EXERCISE REQUIREMENTS: Rewrite the lines below as a JSON list of strings, one string per line and with blank lines omitted, covering only the part that starts with the line containing "as [[36, 425]]." and ends with the line containing "[[227, 178], [388, 483], [457, 242]]", both included.

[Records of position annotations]

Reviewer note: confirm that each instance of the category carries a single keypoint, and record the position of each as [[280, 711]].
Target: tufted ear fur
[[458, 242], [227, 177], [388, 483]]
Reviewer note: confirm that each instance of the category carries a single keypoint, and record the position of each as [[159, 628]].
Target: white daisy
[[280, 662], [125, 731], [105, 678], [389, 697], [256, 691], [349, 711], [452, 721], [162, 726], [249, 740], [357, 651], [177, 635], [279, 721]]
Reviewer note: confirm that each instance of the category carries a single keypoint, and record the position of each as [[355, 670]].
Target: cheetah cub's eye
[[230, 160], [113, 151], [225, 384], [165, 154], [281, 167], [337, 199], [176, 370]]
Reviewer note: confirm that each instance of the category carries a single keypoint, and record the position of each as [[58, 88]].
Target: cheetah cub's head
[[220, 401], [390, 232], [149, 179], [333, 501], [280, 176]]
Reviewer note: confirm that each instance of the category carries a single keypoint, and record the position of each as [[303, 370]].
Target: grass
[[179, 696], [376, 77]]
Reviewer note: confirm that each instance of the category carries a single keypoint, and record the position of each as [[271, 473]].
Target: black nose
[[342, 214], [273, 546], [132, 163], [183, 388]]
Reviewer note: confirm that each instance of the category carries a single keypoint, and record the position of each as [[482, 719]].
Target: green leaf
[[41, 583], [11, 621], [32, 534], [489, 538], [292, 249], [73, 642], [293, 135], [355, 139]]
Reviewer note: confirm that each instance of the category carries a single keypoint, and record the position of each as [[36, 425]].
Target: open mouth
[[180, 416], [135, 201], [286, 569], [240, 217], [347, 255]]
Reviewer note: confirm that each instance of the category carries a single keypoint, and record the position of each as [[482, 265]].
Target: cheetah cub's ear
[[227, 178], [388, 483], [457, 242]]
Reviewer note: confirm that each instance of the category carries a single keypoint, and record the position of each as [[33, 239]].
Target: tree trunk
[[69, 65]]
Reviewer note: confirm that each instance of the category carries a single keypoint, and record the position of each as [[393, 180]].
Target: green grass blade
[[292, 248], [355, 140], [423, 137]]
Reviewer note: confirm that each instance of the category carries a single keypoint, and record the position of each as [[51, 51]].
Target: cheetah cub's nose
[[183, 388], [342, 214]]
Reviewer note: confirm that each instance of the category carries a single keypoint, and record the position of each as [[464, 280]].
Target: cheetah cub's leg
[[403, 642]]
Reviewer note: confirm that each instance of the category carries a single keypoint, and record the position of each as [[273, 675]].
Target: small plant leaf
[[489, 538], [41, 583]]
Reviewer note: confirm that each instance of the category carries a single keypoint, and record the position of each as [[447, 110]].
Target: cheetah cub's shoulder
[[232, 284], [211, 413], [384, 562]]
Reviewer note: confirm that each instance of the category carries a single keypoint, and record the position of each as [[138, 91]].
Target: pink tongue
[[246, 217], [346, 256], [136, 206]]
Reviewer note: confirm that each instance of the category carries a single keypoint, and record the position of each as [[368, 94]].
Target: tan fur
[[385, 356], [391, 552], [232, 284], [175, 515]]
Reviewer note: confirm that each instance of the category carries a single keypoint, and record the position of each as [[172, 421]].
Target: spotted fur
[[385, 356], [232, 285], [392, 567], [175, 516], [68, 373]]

SOLUTION TO THIS EXERCISE:
[
  "Reviewer note: confirm that each instance of the category carries a single keypoint, and record the position of each as [[36, 425]].",
  "Target: open mouth",
  "[[180, 416], [135, 201], [286, 569], [240, 217], [347, 255]]",
  "Reviewer note: confirm that each instance of the category carries a single keypoint, and record the position of each as [[482, 265]].",
  "Target: cheetah cub's ear",
  "[[227, 178], [388, 483], [457, 242]]"
]